[start Material supplied]

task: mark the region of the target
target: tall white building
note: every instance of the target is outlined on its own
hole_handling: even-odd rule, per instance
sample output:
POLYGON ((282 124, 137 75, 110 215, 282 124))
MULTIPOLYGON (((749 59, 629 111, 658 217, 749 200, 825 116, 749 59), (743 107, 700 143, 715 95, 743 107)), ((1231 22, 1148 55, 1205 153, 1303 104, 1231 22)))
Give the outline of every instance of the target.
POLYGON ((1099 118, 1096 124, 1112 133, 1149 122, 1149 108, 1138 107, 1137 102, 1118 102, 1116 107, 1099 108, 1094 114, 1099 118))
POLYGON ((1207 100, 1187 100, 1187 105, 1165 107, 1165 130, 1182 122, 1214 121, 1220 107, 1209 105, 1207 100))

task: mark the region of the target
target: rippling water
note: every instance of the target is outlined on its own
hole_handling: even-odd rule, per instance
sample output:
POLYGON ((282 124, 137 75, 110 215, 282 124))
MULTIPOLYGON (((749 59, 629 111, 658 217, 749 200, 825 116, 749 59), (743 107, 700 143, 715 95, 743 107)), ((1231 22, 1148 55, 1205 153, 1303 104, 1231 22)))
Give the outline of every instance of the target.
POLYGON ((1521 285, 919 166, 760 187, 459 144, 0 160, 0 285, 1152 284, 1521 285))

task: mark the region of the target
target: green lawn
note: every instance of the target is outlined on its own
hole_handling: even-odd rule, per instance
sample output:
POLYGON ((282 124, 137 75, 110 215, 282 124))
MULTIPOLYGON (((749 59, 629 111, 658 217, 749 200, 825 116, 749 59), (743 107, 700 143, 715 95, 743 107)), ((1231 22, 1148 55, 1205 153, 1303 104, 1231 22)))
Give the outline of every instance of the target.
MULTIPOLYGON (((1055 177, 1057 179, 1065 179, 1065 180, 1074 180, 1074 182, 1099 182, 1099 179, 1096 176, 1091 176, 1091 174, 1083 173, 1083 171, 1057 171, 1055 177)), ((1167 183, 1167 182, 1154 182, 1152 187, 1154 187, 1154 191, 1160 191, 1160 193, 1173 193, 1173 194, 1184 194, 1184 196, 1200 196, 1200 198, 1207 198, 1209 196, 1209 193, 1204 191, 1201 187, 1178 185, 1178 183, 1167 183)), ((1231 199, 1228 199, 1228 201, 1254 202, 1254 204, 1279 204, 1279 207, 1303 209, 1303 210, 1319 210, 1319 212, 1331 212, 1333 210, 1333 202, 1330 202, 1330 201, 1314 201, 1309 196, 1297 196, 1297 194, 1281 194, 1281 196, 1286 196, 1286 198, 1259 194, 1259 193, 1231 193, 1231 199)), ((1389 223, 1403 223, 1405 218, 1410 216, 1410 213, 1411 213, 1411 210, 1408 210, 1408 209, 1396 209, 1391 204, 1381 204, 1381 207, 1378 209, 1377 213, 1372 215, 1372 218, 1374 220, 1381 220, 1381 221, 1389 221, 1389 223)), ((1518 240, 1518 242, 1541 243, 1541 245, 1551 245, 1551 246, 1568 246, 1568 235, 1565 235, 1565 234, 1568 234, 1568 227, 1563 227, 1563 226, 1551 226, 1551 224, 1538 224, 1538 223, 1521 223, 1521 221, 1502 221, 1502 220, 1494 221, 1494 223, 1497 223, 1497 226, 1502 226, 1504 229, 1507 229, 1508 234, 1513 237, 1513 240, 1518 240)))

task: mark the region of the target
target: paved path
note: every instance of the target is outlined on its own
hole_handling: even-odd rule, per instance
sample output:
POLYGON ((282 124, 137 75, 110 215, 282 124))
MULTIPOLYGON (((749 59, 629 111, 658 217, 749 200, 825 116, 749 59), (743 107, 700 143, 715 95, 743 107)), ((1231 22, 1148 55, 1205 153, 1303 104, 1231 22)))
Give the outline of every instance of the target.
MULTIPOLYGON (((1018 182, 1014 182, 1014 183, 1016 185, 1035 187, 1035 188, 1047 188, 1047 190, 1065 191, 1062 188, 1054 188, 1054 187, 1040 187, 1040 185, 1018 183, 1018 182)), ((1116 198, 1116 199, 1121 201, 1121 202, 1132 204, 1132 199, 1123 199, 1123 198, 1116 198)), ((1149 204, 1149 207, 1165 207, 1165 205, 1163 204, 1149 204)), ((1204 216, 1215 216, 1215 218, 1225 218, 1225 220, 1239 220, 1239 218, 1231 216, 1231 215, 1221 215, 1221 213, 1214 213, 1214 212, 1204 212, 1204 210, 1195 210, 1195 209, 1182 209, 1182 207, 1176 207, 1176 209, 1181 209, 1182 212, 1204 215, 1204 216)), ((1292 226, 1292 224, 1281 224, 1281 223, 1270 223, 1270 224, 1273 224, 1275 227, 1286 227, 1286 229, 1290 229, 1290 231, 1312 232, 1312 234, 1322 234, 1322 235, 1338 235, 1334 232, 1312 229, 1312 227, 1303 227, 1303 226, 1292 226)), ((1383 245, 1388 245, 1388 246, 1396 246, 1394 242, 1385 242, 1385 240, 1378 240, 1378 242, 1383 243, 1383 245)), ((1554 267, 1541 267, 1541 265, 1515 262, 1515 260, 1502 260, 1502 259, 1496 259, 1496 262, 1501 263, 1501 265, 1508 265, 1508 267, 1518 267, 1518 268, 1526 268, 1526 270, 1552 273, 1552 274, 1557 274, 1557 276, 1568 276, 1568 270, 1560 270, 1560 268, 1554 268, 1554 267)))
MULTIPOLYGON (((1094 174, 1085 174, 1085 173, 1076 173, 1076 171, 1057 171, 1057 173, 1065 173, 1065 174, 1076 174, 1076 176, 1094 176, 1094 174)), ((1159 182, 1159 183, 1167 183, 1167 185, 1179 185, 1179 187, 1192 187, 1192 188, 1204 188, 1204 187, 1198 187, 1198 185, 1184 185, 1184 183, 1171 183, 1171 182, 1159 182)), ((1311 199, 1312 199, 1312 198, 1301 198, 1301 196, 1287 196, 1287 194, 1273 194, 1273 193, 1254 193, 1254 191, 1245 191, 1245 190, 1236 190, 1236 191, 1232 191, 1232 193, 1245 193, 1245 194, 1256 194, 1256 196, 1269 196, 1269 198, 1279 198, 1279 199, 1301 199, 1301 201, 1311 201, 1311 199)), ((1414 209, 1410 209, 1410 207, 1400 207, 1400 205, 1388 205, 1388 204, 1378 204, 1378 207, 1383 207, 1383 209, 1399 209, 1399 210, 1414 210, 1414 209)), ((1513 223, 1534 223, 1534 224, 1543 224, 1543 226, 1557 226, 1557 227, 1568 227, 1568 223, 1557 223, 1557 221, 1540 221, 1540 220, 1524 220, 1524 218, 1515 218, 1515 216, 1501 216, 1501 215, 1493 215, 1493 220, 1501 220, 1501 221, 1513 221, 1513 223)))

[end Material supplied]

## Required work
Rewrite all the lines above, replacing "even-odd rule" with "nonzero winding rule" wherever it occurs and leaving everything else unchanged.

## Result of the exercise
task: mark the region of the target
target: tall white building
note: every instance of the target is outlined on its own
hole_handling: nonzero winding rule, per instance
sample output:
POLYGON ((282 124, 137 75, 110 215, 282 124))
MULTIPOLYGON (((749 59, 629 111, 658 217, 749 200, 825 116, 749 59), (743 107, 700 143, 715 95, 743 107)), ((1231 22, 1148 55, 1205 153, 1303 104, 1231 22)))
Give the outline of every instance of the target.
POLYGON ((1099 118, 1096 124, 1112 133, 1149 122, 1149 108, 1138 107, 1137 102, 1118 102, 1116 107, 1099 108, 1094 114, 1099 118))
POLYGON ((1207 100, 1187 100, 1187 105, 1165 107, 1165 130, 1182 122, 1214 121, 1220 107, 1209 105, 1207 100))

task: mark the region of the target
target: rippling water
note: every instance of the target is outlined on its own
hole_handling: nonzero winding rule, per instance
sample output:
POLYGON ((282 124, 137 75, 110 215, 282 124))
MULTIPOLYGON (((749 59, 629 111, 658 217, 749 200, 825 116, 749 59), (743 107, 700 143, 715 95, 743 107)), ((1231 22, 1148 55, 1205 153, 1303 104, 1231 22)))
Give the outline of every instance of the target.
POLYGON ((1521 285, 919 166, 760 187, 459 144, 0 160, 0 285, 1152 284, 1521 285))

task: mark the region of the target
target: green lawn
note: every instance of the target is outlined on its own
hole_handling: nonzero winding rule, per instance
sample output:
POLYGON ((282 124, 137 75, 110 215, 282 124))
MULTIPOLYGON (((749 59, 629 111, 658 217, 749 200, 825 116, 749 59), (743 107, 700 143, 715 95, 743 107)), ((1231 22, 1148 55, 1205 153, 1303 104, 1231 22)))
Give the outline of every instance of the target.
MULTIPOLYGON (((1055 177, 1057 179, 1065 179, 1065 180, 1074 180, 1074 182, 1099 182, 1099 179, 1096 176, 1091 176, 1091 174, 1083 173, 1083 171, 1057 171, 1055 177)), ((1167 183, 1167 182, 1154 182, 1152 187, 1154 187, 1154 191, 1160 191, 1160 193, 1173 193, 1173 194, 1184 194, 1184 196, 1200 196, 1200 198, 1207 198, 1209 196, 1209 193, 1204 191, 1201 187, 1178 185, 1178 183, 1167 183)), ((1231 199, 1228 199, 1228 201, 1254 202, 1254 204, 1279 204, 1279 207, 1303 209, 1303 210, 1319 210, 1319 212, 1331 212, 1333 210, 1333 202, 1330 202, 1330 201, 1314 201, 1309 196, 1297 196, 1297 194, 1281 194, 1281 196, 1286 196, 1286 198, 1259 194, 1259 193, 1231 193, 1231 199)), ((1389 223, 1403 223, 1405 218, 1410 216, 1410 213, 1411 213, 1411 210, 1408 210, 1408 209, 1396 209, 1391 204, 1381 204, 1381 207, 1378 209, 1377 213, 1372 215, 1372 218, 1374 220, 1381 220, 1381 221, 1389 221, 1389 223)), ((1518 240, 1518 242, 1541 243, 1541 245, 1551 245, 1551 246, 1568 246, 1568 235, 1565 235, 1565 234, 1568 234, 1568 227, 1563 227, 1563 226, 1551 226, 1551 224, 1538 224, 1538 223, 1521 223, 1521 221, 1502 221, 1502 220, 1494 221, 1494 223, 1497 223, 1497 226, 1502 226, 1504 229, 1507 229, 1508 234, 1513 237, 1513 240, 1518 240)))

task: mark the region of the target
target: paved path
note: every instance of the target is outlined on its own
hole_handling: nonzero winding rule, per instance
sample output:
POLYGON ((282 124, 137 75, 110 215, 282 124))
MULTIPOLYGON (((749 59, 629 111, 658 217, 749 200, 825 116, 749 59), (743 107, 700 143, 715 95, 743 107)), ((1231 22, 1148 55, 1205 153, 1303 104, 1231 22)))
Give the outline of every instance of the target.
MULTIPOLYGON (((1018 182, 1014 182, 1014 183, 1016 185, 1035 187, 1035 188, 1047 188, 1047 190, 1065 191, 1062 188, 1054 188, 1054 187, 1040 187, 1040 185, 1018 183, 1018 182)), ((1116 198, 1116 199, 1121 201, 1121 202, 1132 204, 1132 199, 1123 199, 1123 198, 1116 198)), ((1149 204, 1149 207, 1165 207, 1165 205, 1163 204, 1149 204)), ((1204 216, 1215 216, 1215 218, 1225 218, 1225 220, 1239 220, 1239 218, 1231 216, 1231 215, 1221 215, 1221 213, 1214 213, 1214 212, 1204 212, 1204 210, 1195 210, 1195 209, 1182 209, 1182 207, 1176 207, 1176 209, 1181 209, 1182 212, 1204 215, 1204 216)), ((1292 226, 1292 224, 1281 224, 1281 223, 1270 223, 1270 224, 1273 224, 1275 227, 1286 227, 1286 229, 1290 229, 1290 231, 1312 232, 1312 234, 1322 234, 1322 235, 1338 235, 1334 232, 1312 229, 1312 227, 1303 227, 1303 226, 1292 226)), ((1383 245, 1388 245, 1388 246, 1396 246, 1394 242, 1385 242, 1385 240, 1378 240, 1378 242, 1383 243, 1383 245)), ((1554 267, 1541 267, 1541 265, 1515 262, 1515 260, 1502 260, 1502 259, 1496 259, 1496 262, 1501 263, 1501 265, 1508 265, 1508 267, 1518 267, 1518 268, 1526 268, 1526 270, 1552 273, 1552 274, 1557 274, 1557 276, 1568 276, 1568 270, 1560 270, 1560 268, 1554 268, 1554 267)))
MULTIPOLYGON (((1094 174, 1085 174, 1085 173, 1076 173, 1076 171, 1057 171, 1057 173, 1065 173, 1065 174, 1076 174, 1076 176, 1094 176, 1094 174)), ((1159 182, 1159 183, 1167 183, 1167 185, 1179 185, 1179 187, 1192 187, 1192 188, 1204 188, 1204 187, 1198 187, 1198 185, 1184 185, 1184 183, 1171 183, 1171 182, 1159 182)), ((1311 199, 1312 199, 1312 198, 1301 198, 1301 196, 1287 196, 1287 194, 1273 194, 1273 193, 1254 193, 1254 191, 1245 191, 1245 190, 1236 190, 1236 191, 1232 191, 1232 193, 1245 193, 1245 194, 1256 194, 1256 196, 1269 196, 1269 198, 1279 198, 1279 199, 1301 199, 1301 201, 1311 201, 1311 199)), ((1414 209, 1410 209, 1410 207, 1400 207, 1400 205, 1388 205, 1388 204, 1378 204, 1378 207, 1383 207, 1383 209, 1399 209, 1399 210, 1414 210, 1414 209)), ((1513 223, 1534 223, 1534 224, 1543 224, 1543 226, 1557 226, 1557 227, 1568 227, 1568 223, 1557 223, 1557 221, 1540 221, 1540 220, 1524 220, 1524 218, 1515 218, 1515 216, 1501 216, 1501 215, 1493 215, 1493 220, 1501 220, 1501 221, 1513 221, 1513 223)))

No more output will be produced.